§ Aim
Put every line of the records below into a JSON list of strings, with one string per line and no blank lines. Leave the pictures out.

Records from a dataset:
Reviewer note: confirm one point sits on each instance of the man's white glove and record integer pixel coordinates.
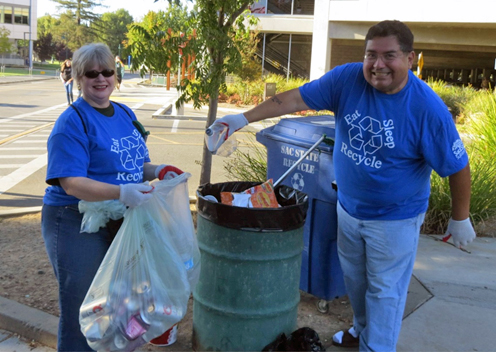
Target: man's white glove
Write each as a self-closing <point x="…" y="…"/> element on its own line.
<point x="462" y="232"/>
<point x="167" y="172"/>
<point x="134" y="194"/>
<point x="233" y="123"/>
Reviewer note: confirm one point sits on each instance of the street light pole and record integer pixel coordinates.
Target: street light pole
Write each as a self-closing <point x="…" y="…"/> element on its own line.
<point x="30" y="39"/>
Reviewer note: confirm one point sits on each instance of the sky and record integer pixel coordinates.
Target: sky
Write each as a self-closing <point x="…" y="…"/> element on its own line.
<point x="136" y="8"/>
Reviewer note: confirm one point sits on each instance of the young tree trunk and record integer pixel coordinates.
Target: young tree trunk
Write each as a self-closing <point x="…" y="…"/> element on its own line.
<point x="206" y="169"/>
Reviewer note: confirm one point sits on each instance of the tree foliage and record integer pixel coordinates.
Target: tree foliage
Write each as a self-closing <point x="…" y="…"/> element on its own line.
<point x="221" y="37"/>
<point x="113" y="30"/>
<point x="81" y="9"/>
<point x="81" y="25"/>
<point x="44" y="47"/>
<point x="6" y="46"/>
<point x="155" y="41"/>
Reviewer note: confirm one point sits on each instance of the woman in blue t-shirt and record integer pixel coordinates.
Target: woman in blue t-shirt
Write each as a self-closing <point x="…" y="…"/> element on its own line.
<point x="95" y="153"/>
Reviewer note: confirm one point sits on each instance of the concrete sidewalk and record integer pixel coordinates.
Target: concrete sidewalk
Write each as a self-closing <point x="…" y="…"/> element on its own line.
<point x="451" y="305"/>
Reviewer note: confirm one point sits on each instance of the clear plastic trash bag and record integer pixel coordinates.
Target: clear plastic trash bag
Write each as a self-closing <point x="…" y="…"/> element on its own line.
<point x="145" y="280"/>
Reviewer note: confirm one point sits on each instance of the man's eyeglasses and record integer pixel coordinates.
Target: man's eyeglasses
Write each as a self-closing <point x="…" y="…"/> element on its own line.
<point x="387" y="57"/>
<point x="95" y="73"/>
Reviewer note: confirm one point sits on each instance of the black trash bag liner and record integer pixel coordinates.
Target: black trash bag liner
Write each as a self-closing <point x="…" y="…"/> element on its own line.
<point x="303" y="339"/>
<point x="290" y="216"/>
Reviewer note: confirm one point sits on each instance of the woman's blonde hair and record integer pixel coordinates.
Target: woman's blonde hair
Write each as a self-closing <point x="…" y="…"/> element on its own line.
<point x="90" y="55"/>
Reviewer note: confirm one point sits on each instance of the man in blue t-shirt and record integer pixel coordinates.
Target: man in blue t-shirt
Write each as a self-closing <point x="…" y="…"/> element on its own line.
<point x="392" y="130"/>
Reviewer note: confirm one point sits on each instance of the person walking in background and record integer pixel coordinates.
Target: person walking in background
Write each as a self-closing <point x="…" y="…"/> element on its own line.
<point x="392" y="130"/>
<point x="95" y="153"/>
<point x="67" y="79"/>
<point x="119" y="69"/>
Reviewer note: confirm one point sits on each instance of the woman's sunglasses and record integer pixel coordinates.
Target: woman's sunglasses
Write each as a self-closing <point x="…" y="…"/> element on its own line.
<point x="95" y="73"/>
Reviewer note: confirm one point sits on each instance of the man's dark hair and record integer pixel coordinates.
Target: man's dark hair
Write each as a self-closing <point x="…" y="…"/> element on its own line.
<point x="392" y="28"/>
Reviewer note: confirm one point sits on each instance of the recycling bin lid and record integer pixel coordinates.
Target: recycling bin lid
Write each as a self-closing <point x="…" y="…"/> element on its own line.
<point x="302" y="131"/>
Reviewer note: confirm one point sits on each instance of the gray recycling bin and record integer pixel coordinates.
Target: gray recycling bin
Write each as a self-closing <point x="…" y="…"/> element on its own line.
<point x="321" y="273"/>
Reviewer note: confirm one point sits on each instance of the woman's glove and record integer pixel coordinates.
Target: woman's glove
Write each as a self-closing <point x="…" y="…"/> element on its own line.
<point x="462" y="232"/>
<point x="167" y="172"/>
<point x="134" y="194"/>
<point x="233" y="123"/>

§ Final result
[
  "Reviewer note: confirm one point sits on each instance of the man's white glove and record integer pixel coordinates.",
  "Target: man's white glove",
  "Write each as a self-closing <point x=\"…\" y=\"…\"/> element on its own line.",
  "<point x=\"462\" y=\"232\"/>",
  "<point x=\"167\" y=\"172\"/>",
  "<point x=\"134\" y=\"194\"/>",
  "<point x=\"233\" y=\"123\"/>",
  "Reviewer note: confirm one point sits on each instance of the street light pole and record integer pixel coordinates.",
  "Target: street light pole",
  "Write each as a self-closing <point x=\"…\" y=\"…\"/> element on its own line.",
  "<point x=\"30\" y=\"39\"/>",
  "Reviewer note: confirm one point sits on each instance of the sky and record integer pixel coordinates.",
  "Target: sky",
  "Write each as a self-closing <point x=\"…\" y=\"…\"/> element on its own line.",
  "<point x=\"136\" y=\"8\"/>",
  "Reviewer note: confirm one point sits on each instance of the young tree trunk and record integer pixel coordinates.",
  "Target: young tree trunk",
  "Write each as a self-closing <point x=\"…\" y=\"…\"/> element on its own line.",
  "<point x=\"206\" y=\"169\"/>",
  "Reviewer note: confirm one point sits on each instance of the tree foliage and record integer pixel coordinates.",
  "Target: tree foliage",
  "Write each as a self-closing <point x=\"…\" y=\"…\"/> element on its own line.",
  "<point x=\"221\" y=\"37\"/>",
  "<point x=\"113\" y=\"30\"/>",
  "<point x=\"81\" y=\"9\"/>",
  "<point x=\"81\" y=\"25\"/>",
  "<point x=\"44\" y=\"47\"/>",
  "<point x=\"6\" y=\"46\"/>",
  "<point x=\"155\" y=\"41\"/>",
  "Reviewer note: confirm one point sits on each instance of the woman in blue t-shirt and record integer pixel coordinates.",
  "Target: woman in blue t-shirt",
  "Write each as a self-closing <point x=\"…\" y=\"…\"/> element on its own line.",
  "<point x=\"95\" y=\"153\"/>",
  "Reviewer note: confirm one point sits on each instance of the concrete sidewalk and record integer pixel coordinates.",
  "Target: concrete sidewalk",
  "Write each as a self-closing <point x=\"…\" y=\"…\"/> element on its own line.",
  "<point x=\"451\" y=\"305\"/>",
  "Reviewer note: confirm one point sits on each instance of the clear plastic trash bag and record integer pixel coordinates.",
  "Target: clear plastic trash bag",
  "Write each as a self-closing <point x=\"…\" y=\"…\"/> element on its own line.",
  "<point x=\"145\" y=\"280\"/>",
  "Reviewer note: confirm one point sits on each instance of the man's eyeglasses and record integer pixel coordinates.",
  "Target: man's eyeglasses",
  "Write each as a self-closing <point x=\"…\" y=\"…\"/> element on its own line.",
  "<point x=\"387\" y=\"57\"/>",
  "<point x=\"95\" y=\"73\"/>",
  "Reviewer note: confirm one point sits on each instance of the black trash bag liner and record integer pixel coordinates.",
  "Target: black trash bag liner",
  "Write each as a self-closing <point x=\"…\" y=\"…\"/> element on its own line.",
  "<point x=\"303\" y=\"339\"/>",
  "<point x=\"290\" y=\"216\"/>",
  "Reviewer note: confirm one point sits on each instance of the woman's blonde hair and record integer pixel coordinates.",
  "Target: woman's blonde hair",
  "Write each as a self-closing <point x=\"…\" y=\"…\"/> element on its own line.",
  "<point x=\"90\" y=\"55\"/>",
  "Reviewer note: confirm one point sits on each instance of the man in blue t-shirt and record integer pixel coordinates.",
  "Target: man in blue t-shirt",
  "Write each as a self-closing <point x=\"…\" y=\"…\"/> element on its own line.",
  "<point x=\"392\" y=\"130\"/>",
  "Reviewer note: confirm one point sits on each instance of the person walking in background and record integer pixel coordinates.",
  "Target: person walking in background",
  "Write each as a self-closing <point x=\"…\" y=\"…\"/> element on its own line.",
  "<point x=\"392\" y=\"130\"/>",
  "<point x=\"95\" y=\"153\"/>",
  "<point x=\"67\" y=\"79\"/>",
  "<point x=\"119\" y=\"69\"/>",
  "Reviewer note: confirm one point sits on each instance of the woman's sunglasses and record integer pixel coordinates.",
  "Target: woman's sunglasses",
  "Write each as a self-closing <point x=\"…\" y=\"…\"/> element on its own line.",
  "<point x=\"95\" y=\"73\"/>",
  "Reviewer note: confirm one point sits on each instance of the man's dark hair and record integer pixel coordinates.",
  "Target: man's dark hair",
  "Write each as a self-closing <point x=\"…\" y=\"…\"/> element on its own line.",
  "<point x=\"392\" y=\"28\"/>",
  "Reviewer note: confirm one point sits on each instance of the recycling bin lid and record integer pixel coordinates.",
  "Target: recycling bin lid",
  "Write each as a self-closing <point x=\"…\" y=\"…\"/> element on its own line.",
  "<point x=\"302\" y=\"131\"/>",
  "Reviewer note: confirm one point sits on each instance of the gray recycling bin and record integer pixel coordinates.",
  "Target: gray recycling bin",
  "Write each as a self-closing <point x=\"…\" y=\"…\"/> element on its own line.",
  "<point x=\"321\" y=\"273\"/>",
  "Reviewer note: confirm one point sits on each instance of the woman's glove and record integer pixel coordinates.",
  "Target: woman's glove",
  "Write each as a self-closing <point x=\"…\" y=\"…\"/> element on its own line.",
  "<point x=\"462\" y=\"232\"/>",
  "<point x=\"167\" y=\"172\"/>",
  "<point x=\"134\" y=\"194\"/>",
  "<point x=\"233\" y=\"123\"/>"
]